_Action item_: Search the data for the word "below" and copy every line that contains it.

_Dataset entries_:
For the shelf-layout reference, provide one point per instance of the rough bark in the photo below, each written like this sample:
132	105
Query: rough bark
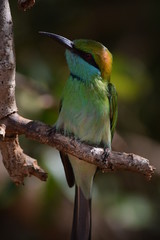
18	164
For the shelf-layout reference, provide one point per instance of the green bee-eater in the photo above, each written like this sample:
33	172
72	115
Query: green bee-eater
89	112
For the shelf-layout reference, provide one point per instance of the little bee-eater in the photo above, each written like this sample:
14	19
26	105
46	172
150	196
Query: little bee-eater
88	111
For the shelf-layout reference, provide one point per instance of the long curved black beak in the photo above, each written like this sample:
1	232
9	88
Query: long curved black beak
62	40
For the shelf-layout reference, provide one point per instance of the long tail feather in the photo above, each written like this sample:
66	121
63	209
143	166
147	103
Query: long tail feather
81	228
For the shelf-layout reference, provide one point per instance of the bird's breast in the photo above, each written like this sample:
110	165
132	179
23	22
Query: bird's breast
85	113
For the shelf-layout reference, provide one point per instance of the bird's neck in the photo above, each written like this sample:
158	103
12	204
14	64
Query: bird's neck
80	69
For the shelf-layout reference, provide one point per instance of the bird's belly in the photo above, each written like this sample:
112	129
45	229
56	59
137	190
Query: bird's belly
88	123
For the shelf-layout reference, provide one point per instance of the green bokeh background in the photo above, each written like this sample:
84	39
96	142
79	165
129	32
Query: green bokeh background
125	205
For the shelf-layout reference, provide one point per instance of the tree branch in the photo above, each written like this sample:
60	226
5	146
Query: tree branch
109	161
18	164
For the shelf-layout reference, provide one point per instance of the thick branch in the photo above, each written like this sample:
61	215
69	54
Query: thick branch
105	161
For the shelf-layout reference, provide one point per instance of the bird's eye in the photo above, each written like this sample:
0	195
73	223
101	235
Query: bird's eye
88	57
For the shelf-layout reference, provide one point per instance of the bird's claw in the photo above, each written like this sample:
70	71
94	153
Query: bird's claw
105	154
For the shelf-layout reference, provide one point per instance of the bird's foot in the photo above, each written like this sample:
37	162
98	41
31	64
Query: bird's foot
105	154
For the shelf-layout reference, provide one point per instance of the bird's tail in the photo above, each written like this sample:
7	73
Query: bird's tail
81	228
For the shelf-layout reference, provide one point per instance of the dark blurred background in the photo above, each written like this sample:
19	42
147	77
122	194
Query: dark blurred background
125	205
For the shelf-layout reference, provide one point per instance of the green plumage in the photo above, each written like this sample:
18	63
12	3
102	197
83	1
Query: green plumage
89	112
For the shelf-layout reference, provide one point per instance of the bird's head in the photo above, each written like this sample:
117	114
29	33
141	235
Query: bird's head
86	55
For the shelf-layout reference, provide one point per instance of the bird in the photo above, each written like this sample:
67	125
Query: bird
88	111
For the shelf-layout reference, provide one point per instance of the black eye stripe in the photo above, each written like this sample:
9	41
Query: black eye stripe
86	56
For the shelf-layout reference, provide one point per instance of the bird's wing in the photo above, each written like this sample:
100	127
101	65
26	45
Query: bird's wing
112	96
66	163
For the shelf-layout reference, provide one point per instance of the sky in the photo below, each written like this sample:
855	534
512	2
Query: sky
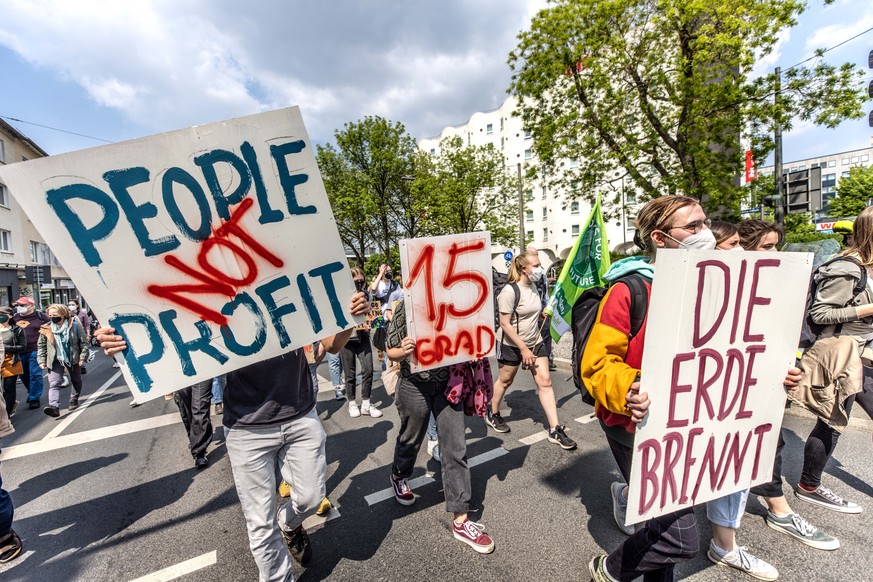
122	70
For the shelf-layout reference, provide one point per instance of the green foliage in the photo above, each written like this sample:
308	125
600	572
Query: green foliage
469	189
660	91
853	193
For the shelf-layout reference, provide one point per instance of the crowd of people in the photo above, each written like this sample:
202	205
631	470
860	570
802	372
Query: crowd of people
270	419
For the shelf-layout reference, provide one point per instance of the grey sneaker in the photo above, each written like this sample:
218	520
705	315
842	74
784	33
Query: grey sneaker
823	496
619	508
803	531
496	422
560	438
743	561
597	569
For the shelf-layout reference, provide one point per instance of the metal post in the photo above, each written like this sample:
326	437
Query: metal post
779	206
521	245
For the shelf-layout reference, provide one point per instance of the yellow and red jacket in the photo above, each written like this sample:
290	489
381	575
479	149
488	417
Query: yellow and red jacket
611	363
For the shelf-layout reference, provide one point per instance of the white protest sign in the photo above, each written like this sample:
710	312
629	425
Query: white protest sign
722	333
449	305
208	248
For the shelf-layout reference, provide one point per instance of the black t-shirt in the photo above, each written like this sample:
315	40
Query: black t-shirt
271	392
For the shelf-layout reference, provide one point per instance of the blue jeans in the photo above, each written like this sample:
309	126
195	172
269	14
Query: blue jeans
335	366
31	376
218	389
298	448
6	510
727	511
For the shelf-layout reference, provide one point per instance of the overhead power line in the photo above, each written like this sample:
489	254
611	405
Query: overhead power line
55	128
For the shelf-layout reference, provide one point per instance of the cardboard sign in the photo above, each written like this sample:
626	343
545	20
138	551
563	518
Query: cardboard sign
449	305
722	333
198	246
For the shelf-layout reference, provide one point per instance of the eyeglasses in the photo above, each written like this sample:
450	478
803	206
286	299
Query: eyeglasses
695	227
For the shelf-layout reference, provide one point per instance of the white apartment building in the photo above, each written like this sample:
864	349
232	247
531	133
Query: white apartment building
551	221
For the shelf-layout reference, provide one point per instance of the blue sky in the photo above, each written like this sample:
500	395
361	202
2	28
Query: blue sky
122	70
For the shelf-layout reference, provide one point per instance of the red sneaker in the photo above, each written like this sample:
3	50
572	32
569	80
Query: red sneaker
470	534
402	493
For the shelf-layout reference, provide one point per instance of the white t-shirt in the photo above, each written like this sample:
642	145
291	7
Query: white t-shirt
528	311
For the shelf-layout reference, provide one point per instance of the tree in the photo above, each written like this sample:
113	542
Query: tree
854	193
368	181
469	189
662	90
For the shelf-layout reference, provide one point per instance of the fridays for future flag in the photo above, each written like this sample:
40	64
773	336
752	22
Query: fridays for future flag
583	269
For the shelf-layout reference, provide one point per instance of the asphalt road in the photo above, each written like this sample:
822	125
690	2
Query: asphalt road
109	493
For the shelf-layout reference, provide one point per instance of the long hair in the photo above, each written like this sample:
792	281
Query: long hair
519	262
862	242
753	230
657	214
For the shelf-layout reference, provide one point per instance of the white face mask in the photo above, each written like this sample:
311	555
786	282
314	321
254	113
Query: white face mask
701	241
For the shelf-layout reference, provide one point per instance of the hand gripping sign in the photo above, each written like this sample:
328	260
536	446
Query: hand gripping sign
449	310
721	334
207	248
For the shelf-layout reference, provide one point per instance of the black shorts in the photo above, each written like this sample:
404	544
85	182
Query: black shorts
509	355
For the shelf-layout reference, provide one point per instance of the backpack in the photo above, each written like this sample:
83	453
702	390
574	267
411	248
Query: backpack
810	331
584	315
498	282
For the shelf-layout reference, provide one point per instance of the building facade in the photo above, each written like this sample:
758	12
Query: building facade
21	246
552	222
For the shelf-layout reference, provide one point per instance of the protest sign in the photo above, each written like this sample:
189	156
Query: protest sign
449	310
208	248
721	335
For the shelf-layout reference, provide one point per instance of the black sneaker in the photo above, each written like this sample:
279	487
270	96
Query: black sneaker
297	542
559	437
496	422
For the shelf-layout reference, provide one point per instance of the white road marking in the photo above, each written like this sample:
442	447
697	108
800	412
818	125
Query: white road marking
587	418
88	436
380	496
68	419
534	438
180	569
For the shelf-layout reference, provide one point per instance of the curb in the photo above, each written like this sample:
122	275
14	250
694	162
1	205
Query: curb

_Response_:
For the shelf-layout reference, provide one point per instance of the rough bark in the photo below, each written like this sample:
For the shelf-layout reference, provide one point per instance of the sky in the photo below, each written like this sample:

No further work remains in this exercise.